[START Provided text]

# Jonathan Rosenberg, "Dangerous Melodies"



## 13hm13 (Oct 31, 2016)

Jonathan Rosenberg discusses his book, "Dangerous Melodies", at Politics and Prose.








> Jonathan Rosenberg discusses his book, "Dangerous Melodies", at Politics and Prose.
> 
> A professor of U.S. history at Hunter College and the Graduate Center of the City University of New York as well as a Juilliard-trained musician, Rosenberg combines his areas of expertise for a unique look at the nexus of 20th-century world politics and classical music. During World War I, for instance, American concert audiences rejected German works and some German musicians were even dismissed or imprisoned. By contrast, the focus during the Second World War was on Russian compositions, with the work of Shostakovich, in particular, being used to cement the U.S.-Russian alliance. Rosenberg carries his story through the Cold War, as the State Department began sending symphony orchestras around the world to act as anti-Communist ambassadors.
> 
> Jonathan Rosenberg, professor of twentieth-century US history at Hunter College and the Graduate Center of the City University of New York, is author of Dangerous Melodies: Classical Music in America from the Great War through the Cold War; How Far the Promised Land?: World Affairs and the American Civil Rights Movement from the First World War to Vietnam; and co-author of Kennedy, Johnson, and the Quest for Justice: The Civil Rights Tapes. He lives in Croton-on-Hudson, New York.


----------

[END Provided text]
[START Record extracts]

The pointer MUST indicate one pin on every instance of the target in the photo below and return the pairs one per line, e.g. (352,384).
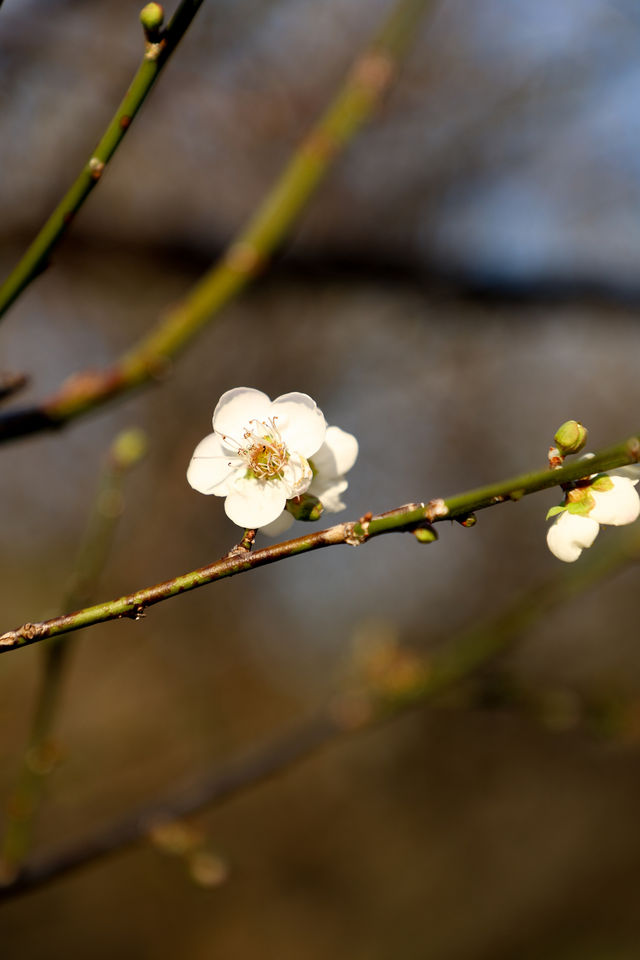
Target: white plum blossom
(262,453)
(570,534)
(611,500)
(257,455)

[END Record extracts]
[START Record extracts]

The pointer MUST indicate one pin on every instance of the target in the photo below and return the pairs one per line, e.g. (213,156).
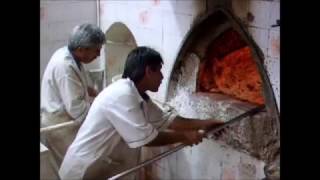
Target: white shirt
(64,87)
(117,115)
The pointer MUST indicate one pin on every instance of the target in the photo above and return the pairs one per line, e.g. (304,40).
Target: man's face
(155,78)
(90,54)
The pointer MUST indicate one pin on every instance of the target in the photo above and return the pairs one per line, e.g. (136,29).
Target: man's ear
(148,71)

[END Record extracts]

## Description of the task
Answer these questions using the text on Jonathan Rosenberg's book.
(a) Whose work was used to cement the U.S.-Russian alliance during the Second World War?
(b) What did the State Department begin sending around the world during the Cold War?
(c) In what place does Rosenberg live?

## Complete answer
(a) Shostakovich's work.
(b) Symphony orchestras, to act as anti-Communist ambassadors.
(c) Croton-on-Hudson, New York.